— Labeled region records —
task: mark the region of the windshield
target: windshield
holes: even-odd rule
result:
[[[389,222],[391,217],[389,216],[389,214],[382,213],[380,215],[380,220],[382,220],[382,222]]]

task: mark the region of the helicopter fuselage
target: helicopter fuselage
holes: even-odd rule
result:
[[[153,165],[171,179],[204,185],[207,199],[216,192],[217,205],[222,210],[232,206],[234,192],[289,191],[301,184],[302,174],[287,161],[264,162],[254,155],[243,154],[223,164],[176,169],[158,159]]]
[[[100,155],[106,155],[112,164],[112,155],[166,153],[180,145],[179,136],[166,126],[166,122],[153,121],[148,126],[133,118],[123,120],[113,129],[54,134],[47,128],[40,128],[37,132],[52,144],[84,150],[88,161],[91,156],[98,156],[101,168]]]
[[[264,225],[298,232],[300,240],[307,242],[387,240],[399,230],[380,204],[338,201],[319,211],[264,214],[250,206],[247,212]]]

— Task prompt —
Rescale the entries above by reproducing every line, task lines included. Multiply each polygon vertex coordinate in the results by 2.35 and round to the nearest whole number, with halves rounded up.

— Exercise solution —
task: mark the region of the windshield
target: windshield
holes: even-odd rule
result:
[[[914,522],[919,510],[914,508],[914,503],[898,501],[893,505],[893,517],[898,517],[898,522]]]

task: mark the region of the helicopter fuselage
target: helicopter fuselage
holes: even-odd rule
result:
[[[360,388],[402,421],[479,435],[486,468],[508,451],[510,482],[522,494],[545,484],[550,451],[679,449],[707,432],[710,409],[674,378],[620,381],[597,364],[571,362],[524,385],[414,397],[371,374]]]
[[[235,364],[249,364],[263,385],[263,364],[390,360],[423,341],[421,320],[390,296],[390,287],[360,284],[348,296],[313,277],[289,282],[266,303],[127,315],[110,301],[94,301],[87,310],[122,338],[197,353],[207,378],[214,367],[230,367],[237,395]]]
[[[620,529],[700,545],[705,564],[721,569],[909,564],[938,541],[893,479],[794,472],[750,496],[620,503],[588,484],[580,498]]]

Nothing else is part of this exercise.